## Provided material:
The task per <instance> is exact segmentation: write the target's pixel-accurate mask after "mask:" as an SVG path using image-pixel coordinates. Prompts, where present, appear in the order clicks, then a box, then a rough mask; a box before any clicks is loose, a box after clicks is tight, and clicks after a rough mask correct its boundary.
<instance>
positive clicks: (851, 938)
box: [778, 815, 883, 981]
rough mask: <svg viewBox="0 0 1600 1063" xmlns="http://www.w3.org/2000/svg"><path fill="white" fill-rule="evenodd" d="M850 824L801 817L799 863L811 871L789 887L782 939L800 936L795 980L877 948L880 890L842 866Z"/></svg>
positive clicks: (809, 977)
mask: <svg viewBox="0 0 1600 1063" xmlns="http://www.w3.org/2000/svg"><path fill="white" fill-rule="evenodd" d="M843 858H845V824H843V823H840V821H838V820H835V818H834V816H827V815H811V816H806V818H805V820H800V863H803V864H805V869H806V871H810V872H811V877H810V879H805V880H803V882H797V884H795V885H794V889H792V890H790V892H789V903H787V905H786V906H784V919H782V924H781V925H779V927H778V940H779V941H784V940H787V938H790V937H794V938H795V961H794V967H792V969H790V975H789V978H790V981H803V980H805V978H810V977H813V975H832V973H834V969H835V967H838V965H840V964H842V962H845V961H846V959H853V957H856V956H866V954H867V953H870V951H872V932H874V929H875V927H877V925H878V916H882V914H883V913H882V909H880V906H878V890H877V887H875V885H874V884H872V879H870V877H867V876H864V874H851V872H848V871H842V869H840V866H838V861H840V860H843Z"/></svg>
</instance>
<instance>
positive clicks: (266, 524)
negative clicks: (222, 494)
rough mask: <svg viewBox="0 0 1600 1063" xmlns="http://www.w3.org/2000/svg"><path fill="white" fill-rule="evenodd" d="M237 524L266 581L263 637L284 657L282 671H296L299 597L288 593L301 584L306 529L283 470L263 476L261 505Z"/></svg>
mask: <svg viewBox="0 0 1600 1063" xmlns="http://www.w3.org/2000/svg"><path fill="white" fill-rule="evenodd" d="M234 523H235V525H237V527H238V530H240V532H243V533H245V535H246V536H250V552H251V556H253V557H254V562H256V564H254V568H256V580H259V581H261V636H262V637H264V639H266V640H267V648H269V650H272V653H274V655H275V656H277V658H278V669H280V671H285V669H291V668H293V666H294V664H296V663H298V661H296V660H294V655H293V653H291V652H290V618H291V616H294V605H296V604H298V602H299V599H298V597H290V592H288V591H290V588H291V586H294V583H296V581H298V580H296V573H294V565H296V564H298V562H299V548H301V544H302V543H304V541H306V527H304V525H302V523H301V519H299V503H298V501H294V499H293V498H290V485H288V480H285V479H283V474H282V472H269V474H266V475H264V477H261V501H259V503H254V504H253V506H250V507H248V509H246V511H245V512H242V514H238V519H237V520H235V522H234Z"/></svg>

## Task to complete:
All of the material above should be repeated word for word.

## Result:
The task per <instance> is exact segmentation: write the target's pixel-accurate mask after "mask:" as an SVG path using image-pixel coordinates. Prompts, where present, appear in the order clicks, then a box, then a rough mask; a box before any clicks is loose, a box after clicks is tight, and clicks after a rough mask correct its boundary.
<instance>
positive clicks: (851, 938)
box: [778, 815, 883, 981]
rough mask: <svg viewBox="0 0 1600 1063" xmlns="http://www.w3.org/2000/svg"><path fill="white" fill-rule="evenodd" d="M850 824L801 817L799 863L811 871L789 887L782 939L800 936L795 980L877 948L880 890L842 866Z"/></svg>
positive clicks: (809, 977)
mask: <svg viewBox="0 0 1600 1063" xmlns="http://www.w3.org/2000/svg"><path fill="white" fill-rule="evenodd" d="M843 858H845V824H843V823H840V821H838V820H835V818H834V816H827V815H811V816H806V818H805V820H800V863H803V864H805V869H806V871H810V872H811V877H810V879H805V880H803V882H797V884H795V885H794V889H792V890H790V892H789V903H787V905H786V906H784V919H782V924H781V925H779V927H778V940H779V941H784V940H787V938H790V937H794V938H795V961H794V967H792V969H790V975H789V978H790V981H803V980H805V978H810V977H813V975H832V973H834V969H835V967H838V965H840V964H842V962H845V961H846V959H853V957H856V956H866V954H867V953H870V951H872V932H874V929H875V927H877V925H878V916H882V914H883V913H882V909H880V906H878V890H877V887H875V885H874V884H872V879H870V877H867V876H864V874H851V872H848V871H842V869H840V866H838V861H840V860H843Z"/></svg>
</instance>
<instance>
positive clicks: (266, 524)
negative clicks: (222, 494)
rough mask: <svg viewBox="0 0 1600 1063" xmlns="http://www.w3.org/2000/svg"><path fill="white" fill-rule="evenodd" d="M237 524L266 581L263 637L284 657L282 671H296L299 597L288 593L301 584L306 529L283 470L263 476L261 505Z"/></svg>
mask: <svg viewBox="0 0 1600 1063" xmlns="http://www.w3.org/2000/svg"><path fill="white" fill-rule="evenodd" d="M234 523H235V525H237V527H238V530H240V532H243V533H245V535H246V536H250V552H251V556H253V557H254V562H256V564H254V568H256V580H259V581H261V636H262V637H264V639H266V640H267V648H269V650H272V653H274V655H275V656H277V658H278V669H280V671H285V669H291V668H293V666H294V664H296V663H298V661H296V660H294V655H293V653H291V652H290V618H291V616H294V605H296V604H298V602H299V599H298V597H290V592H288V591H290V588H291V586H294V583H296V581H298V580H296V573H294V565H296V564H298V562H299V548H301V544H302V543H304V541H306V527H304V525H302V523H301V519H299V503H298V501H294V499H293V498H290V485H288V480H285V479H283V474H282V472H269V474H266V475H264V477H261V501H259V503H254V504H253V506H250V507H248V509H246V511H245V512H242V514H238V519H237V520H235V522H234Z"/></svg>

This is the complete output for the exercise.